• [Directions]: Return every line below that contains the string "tree", and reproduce each one in full.

• [Material]:
· · · ·

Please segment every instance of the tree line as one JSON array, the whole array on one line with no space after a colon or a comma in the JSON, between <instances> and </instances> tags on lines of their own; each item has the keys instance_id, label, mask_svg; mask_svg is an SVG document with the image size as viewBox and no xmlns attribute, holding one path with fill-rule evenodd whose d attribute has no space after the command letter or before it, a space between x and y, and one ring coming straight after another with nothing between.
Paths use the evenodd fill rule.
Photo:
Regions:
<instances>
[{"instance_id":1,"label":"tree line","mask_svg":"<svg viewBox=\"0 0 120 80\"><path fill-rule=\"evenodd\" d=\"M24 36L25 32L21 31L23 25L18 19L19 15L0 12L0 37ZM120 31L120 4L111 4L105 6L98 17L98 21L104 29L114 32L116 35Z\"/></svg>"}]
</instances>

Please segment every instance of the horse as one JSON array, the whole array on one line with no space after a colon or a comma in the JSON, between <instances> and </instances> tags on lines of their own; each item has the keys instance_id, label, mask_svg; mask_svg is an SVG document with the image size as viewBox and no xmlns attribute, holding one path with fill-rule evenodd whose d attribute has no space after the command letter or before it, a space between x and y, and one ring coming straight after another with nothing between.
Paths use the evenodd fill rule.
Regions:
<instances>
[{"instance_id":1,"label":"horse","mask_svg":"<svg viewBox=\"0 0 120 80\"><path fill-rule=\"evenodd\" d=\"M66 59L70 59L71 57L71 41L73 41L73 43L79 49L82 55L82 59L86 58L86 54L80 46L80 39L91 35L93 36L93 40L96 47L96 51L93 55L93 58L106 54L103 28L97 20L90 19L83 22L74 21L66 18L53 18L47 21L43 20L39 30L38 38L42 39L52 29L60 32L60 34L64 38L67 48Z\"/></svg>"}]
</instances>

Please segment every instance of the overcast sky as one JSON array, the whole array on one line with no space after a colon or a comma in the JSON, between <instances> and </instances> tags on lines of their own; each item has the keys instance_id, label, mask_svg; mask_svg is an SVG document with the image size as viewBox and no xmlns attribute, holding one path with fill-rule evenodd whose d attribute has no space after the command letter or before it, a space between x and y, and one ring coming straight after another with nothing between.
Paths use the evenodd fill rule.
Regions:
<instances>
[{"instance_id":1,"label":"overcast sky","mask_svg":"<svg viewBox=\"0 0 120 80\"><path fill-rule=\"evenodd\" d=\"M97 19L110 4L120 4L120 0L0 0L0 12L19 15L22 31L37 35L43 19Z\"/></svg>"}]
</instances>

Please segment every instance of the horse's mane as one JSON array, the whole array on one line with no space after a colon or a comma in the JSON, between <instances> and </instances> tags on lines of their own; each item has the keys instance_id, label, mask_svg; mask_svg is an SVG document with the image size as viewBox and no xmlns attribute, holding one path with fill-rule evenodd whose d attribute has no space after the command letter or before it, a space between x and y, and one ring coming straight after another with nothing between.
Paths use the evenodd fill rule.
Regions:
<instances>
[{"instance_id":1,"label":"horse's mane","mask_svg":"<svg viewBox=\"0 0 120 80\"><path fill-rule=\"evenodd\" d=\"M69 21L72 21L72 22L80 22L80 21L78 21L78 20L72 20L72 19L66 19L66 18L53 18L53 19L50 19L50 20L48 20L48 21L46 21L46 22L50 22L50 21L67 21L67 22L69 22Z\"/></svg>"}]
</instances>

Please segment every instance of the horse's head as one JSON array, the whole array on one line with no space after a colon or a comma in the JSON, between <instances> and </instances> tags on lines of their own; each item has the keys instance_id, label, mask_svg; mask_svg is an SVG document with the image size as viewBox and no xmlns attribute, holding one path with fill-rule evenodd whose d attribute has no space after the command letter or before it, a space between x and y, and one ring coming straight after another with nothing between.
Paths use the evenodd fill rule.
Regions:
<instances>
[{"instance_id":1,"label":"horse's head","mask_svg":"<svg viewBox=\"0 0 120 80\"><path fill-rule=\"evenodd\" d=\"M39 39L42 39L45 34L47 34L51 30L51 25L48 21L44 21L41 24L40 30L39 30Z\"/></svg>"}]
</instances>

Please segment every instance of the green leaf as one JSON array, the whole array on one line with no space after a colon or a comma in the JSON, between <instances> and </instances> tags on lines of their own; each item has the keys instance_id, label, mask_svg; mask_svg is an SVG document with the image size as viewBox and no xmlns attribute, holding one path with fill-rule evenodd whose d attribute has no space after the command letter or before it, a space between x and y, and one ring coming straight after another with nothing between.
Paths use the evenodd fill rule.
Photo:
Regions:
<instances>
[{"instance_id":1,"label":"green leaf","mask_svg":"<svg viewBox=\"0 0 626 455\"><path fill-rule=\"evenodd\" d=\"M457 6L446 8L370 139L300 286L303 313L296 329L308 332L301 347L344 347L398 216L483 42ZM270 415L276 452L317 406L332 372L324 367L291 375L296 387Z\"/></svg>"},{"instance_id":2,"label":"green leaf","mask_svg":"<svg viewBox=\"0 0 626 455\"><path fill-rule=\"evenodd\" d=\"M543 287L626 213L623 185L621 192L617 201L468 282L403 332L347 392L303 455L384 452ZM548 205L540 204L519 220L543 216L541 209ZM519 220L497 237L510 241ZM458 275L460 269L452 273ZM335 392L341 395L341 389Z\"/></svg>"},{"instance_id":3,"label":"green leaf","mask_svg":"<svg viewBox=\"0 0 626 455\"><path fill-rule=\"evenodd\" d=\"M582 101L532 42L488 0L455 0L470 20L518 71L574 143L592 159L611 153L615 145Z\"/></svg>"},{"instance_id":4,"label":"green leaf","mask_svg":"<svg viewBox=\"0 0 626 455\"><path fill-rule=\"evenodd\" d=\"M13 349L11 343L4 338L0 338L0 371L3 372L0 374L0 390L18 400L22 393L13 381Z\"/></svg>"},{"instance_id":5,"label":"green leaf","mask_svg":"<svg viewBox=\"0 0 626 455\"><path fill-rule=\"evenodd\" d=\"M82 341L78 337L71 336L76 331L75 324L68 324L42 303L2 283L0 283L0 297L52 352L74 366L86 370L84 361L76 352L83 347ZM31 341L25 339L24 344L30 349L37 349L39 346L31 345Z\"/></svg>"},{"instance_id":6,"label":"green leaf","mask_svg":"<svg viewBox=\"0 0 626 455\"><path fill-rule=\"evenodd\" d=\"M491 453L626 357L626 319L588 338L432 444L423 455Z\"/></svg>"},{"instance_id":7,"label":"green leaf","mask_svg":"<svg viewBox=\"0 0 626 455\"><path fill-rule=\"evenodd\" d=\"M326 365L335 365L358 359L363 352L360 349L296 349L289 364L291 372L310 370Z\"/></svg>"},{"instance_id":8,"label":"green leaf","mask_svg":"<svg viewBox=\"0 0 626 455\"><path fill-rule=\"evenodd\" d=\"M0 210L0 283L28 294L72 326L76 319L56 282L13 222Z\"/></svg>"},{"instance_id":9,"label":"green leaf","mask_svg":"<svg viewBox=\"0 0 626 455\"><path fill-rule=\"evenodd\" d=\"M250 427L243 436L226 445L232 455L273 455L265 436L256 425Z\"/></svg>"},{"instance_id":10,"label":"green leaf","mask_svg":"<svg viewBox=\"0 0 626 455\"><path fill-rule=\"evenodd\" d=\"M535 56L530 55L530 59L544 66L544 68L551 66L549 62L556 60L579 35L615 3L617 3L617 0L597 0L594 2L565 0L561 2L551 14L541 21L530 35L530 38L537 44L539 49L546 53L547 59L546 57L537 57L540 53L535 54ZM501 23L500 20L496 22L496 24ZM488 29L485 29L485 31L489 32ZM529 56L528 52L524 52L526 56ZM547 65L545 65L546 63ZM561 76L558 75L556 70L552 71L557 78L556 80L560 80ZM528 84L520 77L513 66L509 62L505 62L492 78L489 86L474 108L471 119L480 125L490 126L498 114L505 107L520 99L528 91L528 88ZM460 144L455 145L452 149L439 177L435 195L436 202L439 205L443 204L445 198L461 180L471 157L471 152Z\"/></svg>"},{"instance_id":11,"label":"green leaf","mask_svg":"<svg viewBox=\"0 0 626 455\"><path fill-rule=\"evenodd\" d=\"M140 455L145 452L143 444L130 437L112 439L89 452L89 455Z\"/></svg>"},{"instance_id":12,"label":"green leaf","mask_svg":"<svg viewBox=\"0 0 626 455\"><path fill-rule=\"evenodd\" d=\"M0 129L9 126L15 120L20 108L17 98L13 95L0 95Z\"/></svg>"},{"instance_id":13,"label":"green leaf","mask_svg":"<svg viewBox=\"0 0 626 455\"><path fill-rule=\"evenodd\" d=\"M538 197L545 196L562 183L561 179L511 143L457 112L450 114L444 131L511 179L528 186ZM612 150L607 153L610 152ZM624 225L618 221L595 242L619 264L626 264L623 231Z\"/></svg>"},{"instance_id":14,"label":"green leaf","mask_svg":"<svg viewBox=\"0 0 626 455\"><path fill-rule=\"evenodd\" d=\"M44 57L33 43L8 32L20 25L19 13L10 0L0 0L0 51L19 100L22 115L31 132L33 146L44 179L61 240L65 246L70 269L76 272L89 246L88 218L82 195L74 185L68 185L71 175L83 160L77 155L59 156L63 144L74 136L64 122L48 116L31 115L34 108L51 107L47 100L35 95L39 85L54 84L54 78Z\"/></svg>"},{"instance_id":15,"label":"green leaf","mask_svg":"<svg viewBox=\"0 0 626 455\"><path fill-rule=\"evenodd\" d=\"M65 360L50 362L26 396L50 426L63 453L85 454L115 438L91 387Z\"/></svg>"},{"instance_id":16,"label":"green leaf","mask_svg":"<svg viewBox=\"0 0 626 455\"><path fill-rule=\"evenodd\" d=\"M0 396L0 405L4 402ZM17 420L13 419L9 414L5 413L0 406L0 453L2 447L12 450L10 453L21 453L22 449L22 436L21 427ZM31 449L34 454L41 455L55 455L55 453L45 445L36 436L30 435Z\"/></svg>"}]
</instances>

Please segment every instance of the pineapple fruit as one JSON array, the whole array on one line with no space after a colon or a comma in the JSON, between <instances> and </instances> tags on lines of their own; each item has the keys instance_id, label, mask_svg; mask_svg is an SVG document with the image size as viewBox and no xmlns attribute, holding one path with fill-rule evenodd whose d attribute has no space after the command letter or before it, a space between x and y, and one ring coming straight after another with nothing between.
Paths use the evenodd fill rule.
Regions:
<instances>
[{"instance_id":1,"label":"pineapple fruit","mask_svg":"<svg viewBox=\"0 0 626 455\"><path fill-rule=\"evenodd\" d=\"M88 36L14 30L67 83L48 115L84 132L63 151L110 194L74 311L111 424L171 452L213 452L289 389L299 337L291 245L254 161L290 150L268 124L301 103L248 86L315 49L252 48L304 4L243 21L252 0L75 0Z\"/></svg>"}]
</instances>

· · · ·

• [Reply to the exercise]:
Please segment every instance of the tree line as one JSON array, the whole array on one line with no space after a colon or a comma in the JSON, between <instances> and </instances> tags on lines of their own; each item has the keys instance_id, label, mask_svg; mask_svg is an SVG document with the image size as viewBox and no xmlns attribute, holding one path with fill-rule evenodd whose d attribute has no space after the command letter or before it, a space between x and y, and one ring coming straight after another with nothing between.
[{"instance_id":1,"label":"tree line","mask_svg":"<svg viewBox=\"0 0 120 80\"><path fill-rule=\"evenodd\" d=\"M24 36L25 32L21 31L23 25L18 19L19 15L0 12L0 37ZM120 31L120 4L111 4L105 6L98 17L98 21L104 29L114 32L116 35Z\"/></svg>"}]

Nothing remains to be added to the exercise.